**Problem to solve**
Set down the passage from the article about the Hamamatsu elementary school word for word, from "The school has a total" to "a separate classroom.".

Bridging the communication gap

In early January at Minami no Hoshi Elementary School in Hamamatsu, Shizuoka Prefecture, a Japanese-language lesson was being given to a sixth-grade class. In addition to the homeroom teacher, another teacher was present: Masaru Inuzuka, who is in charge of the education of non-Japanese children.

“What left an impression?” 
“How should it be presented?” 
Inuzuka paraphrased the words of the homeroom teacher as he stood near two children, one from Brazil and the other from Vietnam. Inuzuka was assisting the two students, because, although they understand everyday conversation, they are not yet very familiar with some expressions used in teaching and learning activities, such as “observation” and “conclusion”. 
The school has a total of 425 students. There are 103 students from seven foreign countries, and 13 Japanese children with connections to another country, such as having a foreign parent. Of these 116 children, 61 require Japanese-language instruction.
At Minami no Hoshi, in addition to the support offered in their classrooms, children who require assistance in reading comprehension and composing Japanese text also receive instruction in a separate classroom. 
There are two teachers in charge, including Inuzuka. They provide support without acting as the homeroom teacher. But while the Japanese being used is simple, it is beyond the comprehension of some of the students. As a result, the school has a permanent support staff member who can speak Portuguese. It also has temporary personnel who can speak Portuguese, Chinese, Spanish and Indonesian. They assist with the children’s learning one or two times a week by translating Japanese into their mother tongues.

**Dataset extract**
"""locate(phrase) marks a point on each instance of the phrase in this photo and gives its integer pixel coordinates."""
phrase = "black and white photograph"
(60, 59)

**Finished task**
The school has a total of 425 students. There are 103 students from seven foreign countries, and 13 Japanese children with connections to another country, such as having a foreign parent. Of these 116 children, 61 require Japanese-language instruction.
At Minami no Hoshi, in addition to the support offered in their classrooms, children who require assistance in reading comprehension and composing Japanese text also receive instruction in a separate classroom.